__CONSIGNE DONNÉE A__
Recopiez le passage du texte sur Fellini et Mastorna en commençant à "Fellini raconte lui-même, après" et en terminant à "de leurs œuvres ?".

__BLOC DE TEXTE__
☆ ☆ ☆

C'est cet ouvrage qui sert de base à l’adaptation scénique, avec le moyen-métrage Le Bloc- Notes d’un cinéaste où Fellini revient deux ans après sur les ruines du décor du film avorté. La BD ne sera pas complètement achevée non plus.

Fellini raconte lui-même, après les premiers essais avec Mastroianni, qu’il ne parvient pas à « voir »  le personnage de Mastorna, à le saisir, à le comprendre. Toute la pièce repose sur une série de questions : qu’attendent les réalisateurs de leurs acteurs ? Et vice-versa ? Qu’attendent les producteurs des réalisateurs ? Qu’attendent les réalisateurs d’eux-mêmes et de leurs œuvres ?

Sur scène, peu de réponses à toutes ces questions. Beaucoup de discours, de décor et de perruques, des fantasmes et de l’onirisme même, mais pas de solutions. Il semblerait que ce scenario ait alimenté toutes les œuvres de Fellini, sans qu’il n’ose jamais réaliser entièrement son idée initiale.

Donc tout commence avec l’équipe chargée de réalise le film : ingénieur du son, preneur d’image, assistante, acteurs, intendance. Et les essais sont tournés avec Mastroianni. Nous sommes à l’intérieur d’un avion. Celui-ci, pris dans une tempête, est forcé d’atterrir. On annonce le crash à la TV. Pendant ce temps, les passagers sont acheminés vers un motel, on ne sait pas où.

☆ ☆ ☆

__SECTION DES DONNÉES__

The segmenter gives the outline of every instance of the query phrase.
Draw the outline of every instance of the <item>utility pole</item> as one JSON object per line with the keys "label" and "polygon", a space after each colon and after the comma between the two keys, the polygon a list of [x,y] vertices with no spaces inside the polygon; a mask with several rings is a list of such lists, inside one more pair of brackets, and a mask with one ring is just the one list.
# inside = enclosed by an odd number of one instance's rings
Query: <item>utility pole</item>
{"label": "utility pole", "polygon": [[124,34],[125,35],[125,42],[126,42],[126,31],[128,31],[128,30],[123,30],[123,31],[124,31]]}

☆ ☆ ☆

__CONSIGNE DONNÉE B__
Restituez, s'il vous plaît, toutes les lignes du listing ci-dessus sous forme de tableau JSON de chaînes, une chaîne par ligne, en omettant les lignes vides.

__RÉSULTAT FINAL A__
Fellini raconte lui-même, après les premiers essais avec Mastroianni, qu’il ne parvient pas à « voir »  le personnage de Mastorna, à le saisir, à le comprendre. Toute la pièce repose sur une série de questions : qu’attendent les réalisateurs de leurs acteurs ? Et vice-versa ? Qu’attendent les producteurs des réalisateurs ? Qu’attendent les réalisateurs d’eux-mêmes et de leurs œuvres ?

__RÉSULTAT FINAL B__
[
  "The segmenter gives the outline of every instance of the query phrase.",
  "Draw the outline of every instance of the <item>utility pole</item> as one JSON object per line with the keys \"label\" and \"polygon\", a space after each colon and after the comma between the two keys, the polygon a list of [x,y] vertices with no spaces inside the polygon; a mask with several rings is a list of such lists, inside one more pair of brackets, and a mask with one ring is just the one list.",
  "# inside = enclosed by an odd number of one instance's rings",
  "Query: <item>utility pole</item>",
  "{\"label\": \"utility pole\", \"polygon\": [[124,34],[125,35],[125,42],[126,42],[126,31],[128,31],[128,30],[123,30],[123,31],[124,31]]}"
]